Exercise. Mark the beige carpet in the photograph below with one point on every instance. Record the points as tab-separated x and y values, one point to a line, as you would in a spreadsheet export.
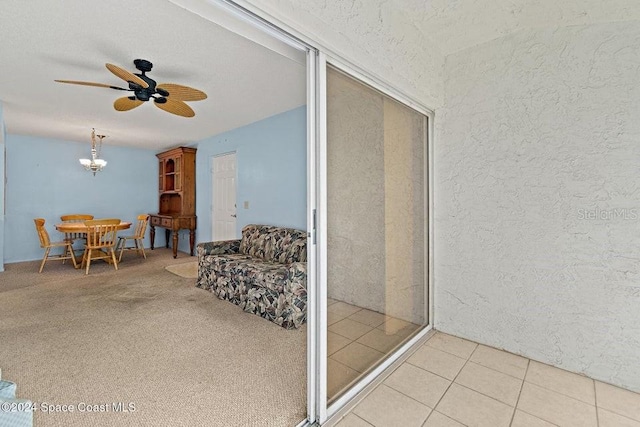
181	356
187	270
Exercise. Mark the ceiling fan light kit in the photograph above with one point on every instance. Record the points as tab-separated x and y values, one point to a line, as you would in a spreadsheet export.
95	164
169	97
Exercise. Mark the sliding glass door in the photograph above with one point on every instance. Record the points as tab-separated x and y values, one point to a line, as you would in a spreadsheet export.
376	229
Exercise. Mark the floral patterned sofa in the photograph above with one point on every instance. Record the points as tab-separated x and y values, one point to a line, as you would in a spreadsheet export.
264	272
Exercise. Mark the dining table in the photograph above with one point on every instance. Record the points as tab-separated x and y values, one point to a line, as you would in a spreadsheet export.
80	227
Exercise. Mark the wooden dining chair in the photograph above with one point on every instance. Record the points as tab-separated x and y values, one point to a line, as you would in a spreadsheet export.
47	244
72	237
137	237
101	242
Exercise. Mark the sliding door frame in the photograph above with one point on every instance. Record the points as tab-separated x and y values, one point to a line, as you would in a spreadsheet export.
325	411
318	58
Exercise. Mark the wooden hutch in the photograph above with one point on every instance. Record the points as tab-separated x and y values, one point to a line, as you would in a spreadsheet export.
177	188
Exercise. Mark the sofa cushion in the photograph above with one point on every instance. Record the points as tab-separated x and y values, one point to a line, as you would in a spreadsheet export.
274	244
229	264
254	240
266	275
7	389
286	245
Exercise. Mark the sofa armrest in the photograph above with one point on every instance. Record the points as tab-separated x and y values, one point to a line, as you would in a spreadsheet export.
218	248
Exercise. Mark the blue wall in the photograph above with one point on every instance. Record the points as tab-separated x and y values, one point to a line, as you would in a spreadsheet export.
271	158
45	179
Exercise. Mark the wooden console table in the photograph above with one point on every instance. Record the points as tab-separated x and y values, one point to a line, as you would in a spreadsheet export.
173	224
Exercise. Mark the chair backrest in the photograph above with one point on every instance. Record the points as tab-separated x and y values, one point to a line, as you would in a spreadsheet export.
141	226
42	232
101	233
75	217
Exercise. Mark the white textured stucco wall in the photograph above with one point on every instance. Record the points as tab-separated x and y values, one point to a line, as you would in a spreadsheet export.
537	195
375	35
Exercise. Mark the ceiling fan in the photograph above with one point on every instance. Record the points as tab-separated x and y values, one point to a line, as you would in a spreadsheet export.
169	97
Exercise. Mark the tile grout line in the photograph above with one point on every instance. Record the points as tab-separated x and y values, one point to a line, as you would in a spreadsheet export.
500	372
515	407
451	383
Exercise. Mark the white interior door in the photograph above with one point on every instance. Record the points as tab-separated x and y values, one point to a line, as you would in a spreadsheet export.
223	210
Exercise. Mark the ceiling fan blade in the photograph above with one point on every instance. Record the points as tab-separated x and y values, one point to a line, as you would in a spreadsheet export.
176	107
126	104
75	82
182	93
126	76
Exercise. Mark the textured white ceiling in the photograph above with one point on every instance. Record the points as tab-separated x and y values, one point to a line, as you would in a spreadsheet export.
73	39
454	25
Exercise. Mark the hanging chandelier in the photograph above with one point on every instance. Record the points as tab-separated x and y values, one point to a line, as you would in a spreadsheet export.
95	164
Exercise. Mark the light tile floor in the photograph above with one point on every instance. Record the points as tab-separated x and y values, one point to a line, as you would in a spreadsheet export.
451	382
357	340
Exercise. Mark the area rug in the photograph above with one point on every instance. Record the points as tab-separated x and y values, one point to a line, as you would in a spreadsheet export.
188	270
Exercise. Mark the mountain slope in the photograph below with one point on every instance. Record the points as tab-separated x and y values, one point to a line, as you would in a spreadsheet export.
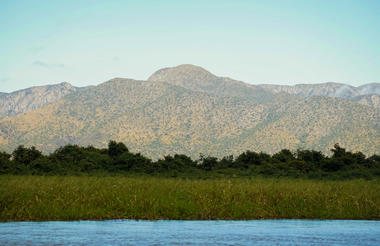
365	94
29	99
166	115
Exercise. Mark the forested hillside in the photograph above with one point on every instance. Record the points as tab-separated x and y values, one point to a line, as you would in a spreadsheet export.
188	110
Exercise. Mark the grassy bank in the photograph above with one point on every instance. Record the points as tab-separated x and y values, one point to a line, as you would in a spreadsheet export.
76	198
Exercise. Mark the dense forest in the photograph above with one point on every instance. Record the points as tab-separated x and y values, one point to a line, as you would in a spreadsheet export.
118	160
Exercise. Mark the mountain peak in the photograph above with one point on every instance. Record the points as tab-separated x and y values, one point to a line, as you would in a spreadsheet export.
185	72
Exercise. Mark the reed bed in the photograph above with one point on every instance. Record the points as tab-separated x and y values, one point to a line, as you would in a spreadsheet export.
40	198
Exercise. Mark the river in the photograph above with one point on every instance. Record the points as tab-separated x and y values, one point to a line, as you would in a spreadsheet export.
131	232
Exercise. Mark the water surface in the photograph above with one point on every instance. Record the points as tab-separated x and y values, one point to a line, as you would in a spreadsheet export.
130	232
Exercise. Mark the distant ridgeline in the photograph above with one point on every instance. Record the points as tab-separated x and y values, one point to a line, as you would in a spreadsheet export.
117	159
186	109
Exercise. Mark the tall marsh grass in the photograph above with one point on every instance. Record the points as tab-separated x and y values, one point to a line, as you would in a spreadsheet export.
98	198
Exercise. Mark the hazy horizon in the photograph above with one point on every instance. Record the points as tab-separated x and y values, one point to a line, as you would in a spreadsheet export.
287	42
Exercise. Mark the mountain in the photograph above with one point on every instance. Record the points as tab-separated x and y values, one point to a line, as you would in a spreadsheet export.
367	94
186	109
29	99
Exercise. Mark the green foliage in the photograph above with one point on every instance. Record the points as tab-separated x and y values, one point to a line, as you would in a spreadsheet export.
100	198
116	149
5	162
75	160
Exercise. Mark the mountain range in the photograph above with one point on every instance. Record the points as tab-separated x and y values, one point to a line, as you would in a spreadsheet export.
186	109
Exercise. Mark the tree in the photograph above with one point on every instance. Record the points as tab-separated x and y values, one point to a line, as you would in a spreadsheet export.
116	149
5	162
25	156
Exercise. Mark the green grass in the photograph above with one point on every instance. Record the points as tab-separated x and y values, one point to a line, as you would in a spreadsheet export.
96	198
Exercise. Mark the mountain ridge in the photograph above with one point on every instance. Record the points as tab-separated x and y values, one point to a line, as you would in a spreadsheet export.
160	117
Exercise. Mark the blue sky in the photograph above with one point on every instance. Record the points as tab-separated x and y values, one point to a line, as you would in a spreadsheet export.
284	42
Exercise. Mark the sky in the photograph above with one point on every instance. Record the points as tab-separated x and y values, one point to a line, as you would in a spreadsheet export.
87	42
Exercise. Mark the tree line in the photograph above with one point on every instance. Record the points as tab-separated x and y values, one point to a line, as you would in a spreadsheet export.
117	159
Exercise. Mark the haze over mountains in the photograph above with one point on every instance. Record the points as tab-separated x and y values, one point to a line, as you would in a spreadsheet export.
186	109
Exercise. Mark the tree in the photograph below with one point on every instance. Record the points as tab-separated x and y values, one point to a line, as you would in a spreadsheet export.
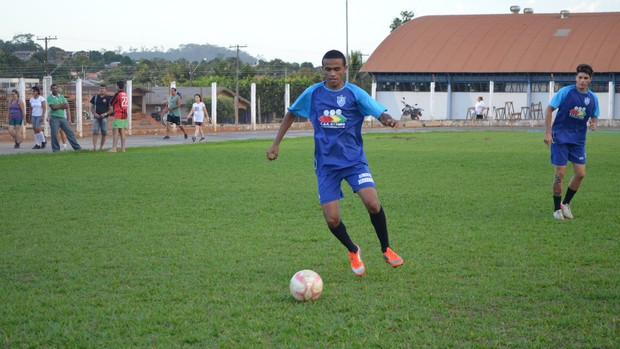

* * *

- **Exercise aim**: Show each row above that contains the word "chair", copying every such line in full.

- **Correct output**:
Exercise. Mark the wooden dining chair in the photograph above with one point on every instance. Record the points as tab-separated x and y values, one point to a line, as you would in a spreadsheet export.
Exercise. Mark the chair backrest in the photograph above with one point on every instance. Record the points as tab-separated x and y values, one point to a line, as you would in a spreadsheet export.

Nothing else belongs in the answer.